-- Aim of the exercise --
Only the lines from the one with "Tag the motorcycle fork" onward are wanted, through the last line of the entries, set down exactly.

-- Data excerpts --

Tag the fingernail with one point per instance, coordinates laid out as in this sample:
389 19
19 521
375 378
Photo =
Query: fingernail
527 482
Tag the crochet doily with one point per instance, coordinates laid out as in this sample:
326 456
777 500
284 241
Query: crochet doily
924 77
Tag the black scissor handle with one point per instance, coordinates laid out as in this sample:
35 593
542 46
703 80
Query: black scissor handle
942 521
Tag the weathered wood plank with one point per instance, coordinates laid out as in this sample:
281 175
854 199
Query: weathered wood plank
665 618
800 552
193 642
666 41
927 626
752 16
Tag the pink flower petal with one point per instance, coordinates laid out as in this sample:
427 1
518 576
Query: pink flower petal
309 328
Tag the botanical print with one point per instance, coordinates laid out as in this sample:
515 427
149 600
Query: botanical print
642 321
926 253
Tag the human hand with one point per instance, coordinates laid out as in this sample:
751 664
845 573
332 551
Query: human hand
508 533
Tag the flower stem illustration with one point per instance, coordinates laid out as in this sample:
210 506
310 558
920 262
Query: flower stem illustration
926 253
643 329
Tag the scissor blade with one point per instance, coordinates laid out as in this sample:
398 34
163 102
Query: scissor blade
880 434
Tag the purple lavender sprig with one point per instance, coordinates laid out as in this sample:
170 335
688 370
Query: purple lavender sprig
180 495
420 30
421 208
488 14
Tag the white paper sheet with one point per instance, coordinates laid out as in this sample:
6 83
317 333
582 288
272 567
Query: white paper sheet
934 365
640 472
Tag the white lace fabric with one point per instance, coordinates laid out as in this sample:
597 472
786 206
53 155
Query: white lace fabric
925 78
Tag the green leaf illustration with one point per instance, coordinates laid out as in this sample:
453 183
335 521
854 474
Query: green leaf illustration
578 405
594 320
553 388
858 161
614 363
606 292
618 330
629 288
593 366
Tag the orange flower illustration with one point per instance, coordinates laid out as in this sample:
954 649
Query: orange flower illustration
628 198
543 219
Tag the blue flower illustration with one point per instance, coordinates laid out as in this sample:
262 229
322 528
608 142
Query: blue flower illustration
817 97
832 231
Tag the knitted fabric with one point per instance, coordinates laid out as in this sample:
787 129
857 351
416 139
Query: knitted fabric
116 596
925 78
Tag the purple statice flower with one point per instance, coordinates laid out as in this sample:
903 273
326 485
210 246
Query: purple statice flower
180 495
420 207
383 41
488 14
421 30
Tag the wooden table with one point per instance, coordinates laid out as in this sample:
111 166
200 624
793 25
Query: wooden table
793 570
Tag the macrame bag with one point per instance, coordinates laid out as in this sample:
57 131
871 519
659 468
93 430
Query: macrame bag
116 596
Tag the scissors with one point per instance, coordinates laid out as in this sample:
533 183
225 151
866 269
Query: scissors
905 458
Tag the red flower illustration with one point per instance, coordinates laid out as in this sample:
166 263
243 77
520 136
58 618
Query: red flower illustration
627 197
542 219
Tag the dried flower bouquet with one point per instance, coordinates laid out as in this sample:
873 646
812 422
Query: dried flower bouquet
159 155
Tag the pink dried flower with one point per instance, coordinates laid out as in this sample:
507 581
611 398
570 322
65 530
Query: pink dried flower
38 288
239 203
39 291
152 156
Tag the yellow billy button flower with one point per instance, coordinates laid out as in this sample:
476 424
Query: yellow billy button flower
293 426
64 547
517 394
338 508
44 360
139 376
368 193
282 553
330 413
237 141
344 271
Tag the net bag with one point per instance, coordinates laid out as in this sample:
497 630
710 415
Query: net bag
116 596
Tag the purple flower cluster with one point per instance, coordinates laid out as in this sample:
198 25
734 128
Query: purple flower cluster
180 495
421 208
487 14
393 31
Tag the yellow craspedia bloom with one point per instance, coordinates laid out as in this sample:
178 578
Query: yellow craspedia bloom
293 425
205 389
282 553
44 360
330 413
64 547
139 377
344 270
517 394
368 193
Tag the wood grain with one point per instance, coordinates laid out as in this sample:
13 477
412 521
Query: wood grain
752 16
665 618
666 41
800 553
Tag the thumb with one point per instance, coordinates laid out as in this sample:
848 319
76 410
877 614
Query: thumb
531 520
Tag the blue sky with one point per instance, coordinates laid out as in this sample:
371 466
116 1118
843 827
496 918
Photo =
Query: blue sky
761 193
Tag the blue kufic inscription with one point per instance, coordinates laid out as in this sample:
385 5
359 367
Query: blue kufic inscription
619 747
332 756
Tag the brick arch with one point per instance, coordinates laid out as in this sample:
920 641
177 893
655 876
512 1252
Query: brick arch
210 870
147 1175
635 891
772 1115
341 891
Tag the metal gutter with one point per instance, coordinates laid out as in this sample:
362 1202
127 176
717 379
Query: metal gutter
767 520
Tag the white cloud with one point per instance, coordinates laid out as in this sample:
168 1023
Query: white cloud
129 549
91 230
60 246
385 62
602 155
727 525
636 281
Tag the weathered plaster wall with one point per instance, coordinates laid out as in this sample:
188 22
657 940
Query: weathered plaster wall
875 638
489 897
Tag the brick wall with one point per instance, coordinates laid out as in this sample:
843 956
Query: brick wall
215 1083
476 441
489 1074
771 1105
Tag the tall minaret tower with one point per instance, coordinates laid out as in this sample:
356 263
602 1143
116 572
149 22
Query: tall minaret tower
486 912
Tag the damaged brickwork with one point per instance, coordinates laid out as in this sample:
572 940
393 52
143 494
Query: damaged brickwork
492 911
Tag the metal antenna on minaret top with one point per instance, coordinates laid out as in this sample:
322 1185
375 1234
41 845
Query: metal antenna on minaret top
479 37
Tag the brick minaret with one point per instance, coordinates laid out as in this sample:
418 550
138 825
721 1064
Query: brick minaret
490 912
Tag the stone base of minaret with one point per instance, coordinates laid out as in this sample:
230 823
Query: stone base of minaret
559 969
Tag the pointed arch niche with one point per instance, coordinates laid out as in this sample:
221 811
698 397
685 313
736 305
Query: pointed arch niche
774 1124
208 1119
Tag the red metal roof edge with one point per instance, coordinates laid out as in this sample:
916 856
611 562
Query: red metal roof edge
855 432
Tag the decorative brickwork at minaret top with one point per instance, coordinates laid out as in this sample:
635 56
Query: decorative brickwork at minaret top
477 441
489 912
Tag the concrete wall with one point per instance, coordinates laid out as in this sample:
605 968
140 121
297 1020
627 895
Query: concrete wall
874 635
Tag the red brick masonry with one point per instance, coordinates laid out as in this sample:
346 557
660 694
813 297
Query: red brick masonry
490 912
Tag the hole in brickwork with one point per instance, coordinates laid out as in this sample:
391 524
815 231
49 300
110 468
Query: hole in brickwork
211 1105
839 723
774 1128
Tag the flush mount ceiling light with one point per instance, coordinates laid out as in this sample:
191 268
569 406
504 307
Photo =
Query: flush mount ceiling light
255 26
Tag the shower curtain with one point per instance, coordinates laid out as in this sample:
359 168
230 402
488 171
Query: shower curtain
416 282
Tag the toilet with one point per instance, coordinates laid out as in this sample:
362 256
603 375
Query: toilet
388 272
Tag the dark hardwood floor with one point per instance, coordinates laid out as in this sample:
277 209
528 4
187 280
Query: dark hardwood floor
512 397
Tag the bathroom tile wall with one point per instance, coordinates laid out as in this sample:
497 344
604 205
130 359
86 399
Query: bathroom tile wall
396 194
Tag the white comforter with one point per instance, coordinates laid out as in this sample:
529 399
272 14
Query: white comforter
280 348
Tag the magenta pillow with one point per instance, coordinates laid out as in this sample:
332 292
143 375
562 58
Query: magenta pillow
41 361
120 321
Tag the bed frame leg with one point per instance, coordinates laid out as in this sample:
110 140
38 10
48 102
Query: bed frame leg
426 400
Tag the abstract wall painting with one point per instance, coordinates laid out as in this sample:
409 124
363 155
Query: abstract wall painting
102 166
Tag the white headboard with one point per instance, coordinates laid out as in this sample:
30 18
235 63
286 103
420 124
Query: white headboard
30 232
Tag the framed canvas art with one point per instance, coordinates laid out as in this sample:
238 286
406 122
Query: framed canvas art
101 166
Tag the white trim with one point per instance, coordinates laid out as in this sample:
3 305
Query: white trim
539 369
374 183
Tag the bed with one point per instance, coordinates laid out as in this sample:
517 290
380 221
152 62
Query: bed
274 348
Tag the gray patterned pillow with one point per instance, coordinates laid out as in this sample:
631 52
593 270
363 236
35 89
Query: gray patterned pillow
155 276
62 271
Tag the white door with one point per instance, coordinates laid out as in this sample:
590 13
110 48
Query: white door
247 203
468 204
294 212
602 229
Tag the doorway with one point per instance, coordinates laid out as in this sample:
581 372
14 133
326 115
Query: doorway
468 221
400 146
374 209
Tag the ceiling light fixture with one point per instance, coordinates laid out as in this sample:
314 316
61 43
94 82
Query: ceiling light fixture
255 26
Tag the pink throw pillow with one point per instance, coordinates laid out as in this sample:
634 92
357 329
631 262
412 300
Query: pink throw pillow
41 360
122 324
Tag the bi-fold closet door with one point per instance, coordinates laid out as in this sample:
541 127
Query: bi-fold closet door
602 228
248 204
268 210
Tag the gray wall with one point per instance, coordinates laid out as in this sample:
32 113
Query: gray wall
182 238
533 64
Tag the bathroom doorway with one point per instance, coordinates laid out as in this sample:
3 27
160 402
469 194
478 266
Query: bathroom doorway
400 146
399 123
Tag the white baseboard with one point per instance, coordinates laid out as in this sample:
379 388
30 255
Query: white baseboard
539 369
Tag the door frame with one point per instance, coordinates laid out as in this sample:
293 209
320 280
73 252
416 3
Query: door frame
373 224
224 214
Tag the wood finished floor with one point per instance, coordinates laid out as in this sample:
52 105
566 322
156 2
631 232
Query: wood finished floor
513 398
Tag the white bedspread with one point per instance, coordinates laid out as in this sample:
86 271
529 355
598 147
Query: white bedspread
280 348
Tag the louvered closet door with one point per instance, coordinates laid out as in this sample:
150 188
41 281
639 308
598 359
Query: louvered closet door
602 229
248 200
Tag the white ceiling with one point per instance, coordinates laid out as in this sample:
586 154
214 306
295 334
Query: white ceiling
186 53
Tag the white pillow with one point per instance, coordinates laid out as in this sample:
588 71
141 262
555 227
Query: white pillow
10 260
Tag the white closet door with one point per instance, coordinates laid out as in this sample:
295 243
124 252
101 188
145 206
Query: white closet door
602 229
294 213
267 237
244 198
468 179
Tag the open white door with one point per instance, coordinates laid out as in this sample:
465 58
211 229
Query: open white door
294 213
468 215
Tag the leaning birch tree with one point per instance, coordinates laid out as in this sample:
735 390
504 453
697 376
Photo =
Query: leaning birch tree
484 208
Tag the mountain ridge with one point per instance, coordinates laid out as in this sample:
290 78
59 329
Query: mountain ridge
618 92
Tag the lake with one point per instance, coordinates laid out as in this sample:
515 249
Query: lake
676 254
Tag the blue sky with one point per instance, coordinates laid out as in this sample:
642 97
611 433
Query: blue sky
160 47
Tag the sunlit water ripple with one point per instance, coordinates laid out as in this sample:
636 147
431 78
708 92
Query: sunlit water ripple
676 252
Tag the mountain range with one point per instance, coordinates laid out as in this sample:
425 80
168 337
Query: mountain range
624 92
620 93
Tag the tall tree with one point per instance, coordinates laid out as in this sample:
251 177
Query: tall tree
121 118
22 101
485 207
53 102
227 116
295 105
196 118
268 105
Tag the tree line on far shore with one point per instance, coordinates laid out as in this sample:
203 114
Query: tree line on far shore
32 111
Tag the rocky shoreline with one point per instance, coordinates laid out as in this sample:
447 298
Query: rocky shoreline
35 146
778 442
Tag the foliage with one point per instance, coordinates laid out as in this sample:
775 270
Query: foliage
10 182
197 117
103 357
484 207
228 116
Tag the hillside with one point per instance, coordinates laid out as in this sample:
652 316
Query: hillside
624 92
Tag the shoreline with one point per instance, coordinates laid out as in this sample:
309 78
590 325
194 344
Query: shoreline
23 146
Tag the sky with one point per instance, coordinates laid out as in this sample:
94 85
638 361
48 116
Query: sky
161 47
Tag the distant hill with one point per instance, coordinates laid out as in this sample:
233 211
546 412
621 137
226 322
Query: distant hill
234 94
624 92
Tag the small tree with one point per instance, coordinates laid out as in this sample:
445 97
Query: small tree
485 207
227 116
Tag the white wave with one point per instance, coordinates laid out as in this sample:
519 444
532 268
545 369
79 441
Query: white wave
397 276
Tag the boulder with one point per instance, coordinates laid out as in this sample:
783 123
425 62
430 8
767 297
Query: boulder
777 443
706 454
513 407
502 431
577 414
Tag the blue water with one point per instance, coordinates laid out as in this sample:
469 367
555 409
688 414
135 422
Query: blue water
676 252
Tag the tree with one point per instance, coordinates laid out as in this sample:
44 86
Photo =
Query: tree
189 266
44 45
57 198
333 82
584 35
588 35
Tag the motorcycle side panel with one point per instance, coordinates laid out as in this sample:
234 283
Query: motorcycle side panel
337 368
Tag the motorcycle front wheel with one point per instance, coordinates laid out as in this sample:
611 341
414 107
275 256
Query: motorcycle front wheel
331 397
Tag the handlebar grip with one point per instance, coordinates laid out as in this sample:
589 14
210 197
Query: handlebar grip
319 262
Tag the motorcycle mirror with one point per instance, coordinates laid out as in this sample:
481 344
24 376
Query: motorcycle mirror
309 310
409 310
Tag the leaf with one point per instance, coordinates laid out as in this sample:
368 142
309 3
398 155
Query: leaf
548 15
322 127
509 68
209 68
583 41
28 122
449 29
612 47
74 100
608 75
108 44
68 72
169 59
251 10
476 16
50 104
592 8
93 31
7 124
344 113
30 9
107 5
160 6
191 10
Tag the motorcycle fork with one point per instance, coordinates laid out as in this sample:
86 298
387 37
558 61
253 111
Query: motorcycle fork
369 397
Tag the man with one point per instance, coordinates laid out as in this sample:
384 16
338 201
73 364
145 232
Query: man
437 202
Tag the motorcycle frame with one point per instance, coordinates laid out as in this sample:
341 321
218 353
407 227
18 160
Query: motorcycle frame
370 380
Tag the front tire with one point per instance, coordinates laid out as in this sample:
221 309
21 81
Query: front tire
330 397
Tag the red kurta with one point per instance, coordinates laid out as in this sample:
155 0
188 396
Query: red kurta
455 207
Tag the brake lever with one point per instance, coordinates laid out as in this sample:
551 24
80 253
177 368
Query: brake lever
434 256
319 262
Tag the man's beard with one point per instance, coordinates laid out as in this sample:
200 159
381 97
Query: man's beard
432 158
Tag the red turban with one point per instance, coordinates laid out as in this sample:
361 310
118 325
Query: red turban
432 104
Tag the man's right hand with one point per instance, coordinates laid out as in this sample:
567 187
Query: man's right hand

-- Task result --
Tag the motorcycle fork with one point per instance, coordinates laid out as in this sample:
86 298
387 37
558 61
253 111
Query: motorcycle fork
369 397
Tag the man with one point per instance, coordinates laid out as in this sample:
384 16
338 201
73 364
145 232
Query: man
437 202
Tag the motorcycle frame with one point per instance, coordinates laid out as in this sample:
341 321
218 353
407 227
18 160
Query: motorcycle frame
370 380
Tag the front tire with one point per instance, coordinates laid out as in this sample:
221 309
21 81
Query: front tire
330 397
Tag the red kurta with one point per instance, coordinates laid out as in this sample:
155 0
188 396
Query: red kurta
455 207
Tag the brake lever with one point per instance, coordinates laid out as in this sample:
551 24
80 253
177 368
Query: brake lever
434 256
319 262
Tag the man's beard with one point per instance, coordinates laid out as in this sample:
200 159
381 97
Query: man's beard
432 158
Tag the red turban with one point per instance, coordinates laid out as in this sample:
361 310
118 325
Query: red turban
432 104
Tag the man's right hand with one point per instance, coordinates laid out as in this sample:
567 187
Query: man's right hand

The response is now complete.